▶ **REQUEST 1**
In the Python thread, write out the part starting with "Quoting the python" and going on through "and use enumerate()." again, renaming "linecache" to "line_cache" everywhere it appears.
▶ **REQUEST 2**
Which file names are passed as quoted strings in the code of the Python thread? List each one once.

▶ **PASSAGE GIVEN**
---------------

I’m using a for loop to read a file, but I only want to read specific lines, say line #26 and #30. Is there any built-in feature to achieve this?

Thanks

If the file to read is big, and you don’t want to read the whole file in memory at once:

fp = open("file")
for i, line in enumerate(fp):
    if i == 25:
        # 26th line
    elif i == 29:
        # 30th line
    elif i > 29:
        break
fp.close()

Note that i == n-1 for the nth line.

In Python 2.6 or later:

with open("file") as fp:
    for i, line in enumerate(fp):
        if i == 25:
            # 26th line
        elif i == 29:
            # 30th line
        elif i > 29:
            break

The quick answer:

f=open('filename')
lines=f.readlines()
print lines[25]
print lines[29]

or:

lines=[25, 29]
i=0
f=open('filename')
for line in f:
    if i in lines:
        print i
    i+=1

There is a more elegant solution for extracting many lines: linecache (courtesy of “python: how to jump to a particular line in a huge text file?”, a previous stackoverflow.com question).

Quoting the python documentation linked above:

>>> import linecache
>>> linecache.getline('/etc/passwd', 4)
'sys:x:3:3:sys:/dev:/bin/sh\n'

Change the 4 to your desired line number, and you’re on. Note that 4 would bring the fifth line as the count is zero-based.

If the file might be very large, and cause problems when read into memory, it might be a good idea to take @Alok’s advice and use enumerate().

To Conclude:

• Use fileobject.readlines() or for line in fileobject as a quick solution for small files.
• Use linecache for a more elegant solution, which will be quite fast for reading many files, possible repeatedly.
• Take @Alok’s advice and use enumerate() for files which could be very large, and won’t fit into memory. Note that using this method might slow because the file is read sequentially.

A fast and compact approach could be:

def picklines(thefile, whatlines):
  return [x for i, x in enumerate(thefile) if i in whatlines]

this accepts any open file-like object thefile (leaving up to the caller whether it should be opened from a disk file, or via e.g a socket, or other file-like stream) and a set of zero-based line indices whatlines, and returns a list, with low memory footprint and reasonable speed. If the number of lines to be returned is huge, you might prefer a generator:

def yieldlines(thefile, whatlines):
  return (x for i, x in enumerate(thefile) if i in whatlines)

which is basically only good for looping upon — note that the only difference comes from using rounded rather than square parentheses in the return statement, making a list comprehension and a generator expression respectively.

Further note that despite the mention of “lines” and “file” these functions are much, much more general — they’ll work on any iterable, be it an open file or any other, returning a list (or generator) of items based on their progressive item-numbers. So, I’d suggest using more appropriately general names;-).

For the sake of offering another solution:

import linecache
linecache.getline('Sample.txt', Number_of_Line)

---------------

▶ **RECORDED DATA**
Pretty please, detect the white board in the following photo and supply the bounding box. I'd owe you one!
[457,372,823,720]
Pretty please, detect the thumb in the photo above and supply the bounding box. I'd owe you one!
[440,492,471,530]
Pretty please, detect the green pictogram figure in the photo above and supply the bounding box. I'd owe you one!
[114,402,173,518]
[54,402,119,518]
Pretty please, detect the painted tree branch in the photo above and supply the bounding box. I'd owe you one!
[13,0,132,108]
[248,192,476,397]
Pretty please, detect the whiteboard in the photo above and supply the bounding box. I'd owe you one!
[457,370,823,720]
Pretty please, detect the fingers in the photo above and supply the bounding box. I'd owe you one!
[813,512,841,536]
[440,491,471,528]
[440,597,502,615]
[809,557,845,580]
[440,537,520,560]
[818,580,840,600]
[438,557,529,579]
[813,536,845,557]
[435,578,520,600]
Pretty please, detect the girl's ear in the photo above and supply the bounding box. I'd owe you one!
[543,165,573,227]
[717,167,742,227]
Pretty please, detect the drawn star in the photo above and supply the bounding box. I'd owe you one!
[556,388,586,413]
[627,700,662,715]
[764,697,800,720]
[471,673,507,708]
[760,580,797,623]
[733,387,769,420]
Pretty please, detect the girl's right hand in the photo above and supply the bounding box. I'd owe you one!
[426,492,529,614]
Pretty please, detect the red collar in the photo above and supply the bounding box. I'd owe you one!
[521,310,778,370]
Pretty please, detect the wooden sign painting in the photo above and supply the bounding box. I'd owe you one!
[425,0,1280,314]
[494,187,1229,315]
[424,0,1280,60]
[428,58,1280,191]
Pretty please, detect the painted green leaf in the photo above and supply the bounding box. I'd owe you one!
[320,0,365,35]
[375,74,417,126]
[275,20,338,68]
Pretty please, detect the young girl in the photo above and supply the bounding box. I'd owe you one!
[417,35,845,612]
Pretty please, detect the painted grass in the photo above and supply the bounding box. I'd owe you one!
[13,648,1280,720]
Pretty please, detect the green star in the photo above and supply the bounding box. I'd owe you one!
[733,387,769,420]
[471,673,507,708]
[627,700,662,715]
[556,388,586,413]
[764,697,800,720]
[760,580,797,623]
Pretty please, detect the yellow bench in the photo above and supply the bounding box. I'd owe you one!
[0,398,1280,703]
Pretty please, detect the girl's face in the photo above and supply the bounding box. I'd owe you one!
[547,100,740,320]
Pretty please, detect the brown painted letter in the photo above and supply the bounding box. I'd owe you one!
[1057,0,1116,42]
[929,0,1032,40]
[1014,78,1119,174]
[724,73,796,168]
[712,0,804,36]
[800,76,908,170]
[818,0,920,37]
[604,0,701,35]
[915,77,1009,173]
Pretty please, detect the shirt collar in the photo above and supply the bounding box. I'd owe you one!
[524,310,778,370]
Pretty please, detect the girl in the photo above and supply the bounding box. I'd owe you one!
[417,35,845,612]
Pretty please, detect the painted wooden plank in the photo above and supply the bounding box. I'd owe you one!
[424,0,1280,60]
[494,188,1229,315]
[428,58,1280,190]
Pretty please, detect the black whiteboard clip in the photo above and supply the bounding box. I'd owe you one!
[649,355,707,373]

---------------

▶ **FULL OUTPUT 1**
Quoting the python documentation linked above:

>>> import line_cache
>>> line_cache.getline('/etc/passwd', 4)
'sys:x:3:3:sys:/dev:/bin/sh\n'

Change the 4 to your desired line number, and you’re on. Note that 4 would bring the fifth line as the count is zero-based.

If the file might be very large, and cause problems when read into memory, it might be a good idea to take @Alok’s advice and use enumerate().

▶ **FULL OUTPUT 2**
- file
- filename
- /etc/passwd
- Sample.txt